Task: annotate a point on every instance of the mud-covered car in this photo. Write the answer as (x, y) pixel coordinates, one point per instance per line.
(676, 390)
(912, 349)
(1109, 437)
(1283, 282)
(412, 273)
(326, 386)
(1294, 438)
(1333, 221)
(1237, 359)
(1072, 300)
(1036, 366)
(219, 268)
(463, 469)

★ ★ ★ ★ ★ ★ ★

Problem – Write out the records above again, substituting "parked bicycle" for every "mud-covered car" and keeping everything else the same.

Solution for this exercise –
Task: annotate a point on every instance of the parked bicycle in this photo. Write the answer as (x, y) pixel coordinates, one point per instance per line.
(676, 390)
(912, 349)
(1109, 437)
(1283, 282)
(412, 273)
(326, 386)
(1294, 438)
(1333, 221)
(1237, 359)
(1072, 300)
(1036, 366)
(219, 268)
(463, 469)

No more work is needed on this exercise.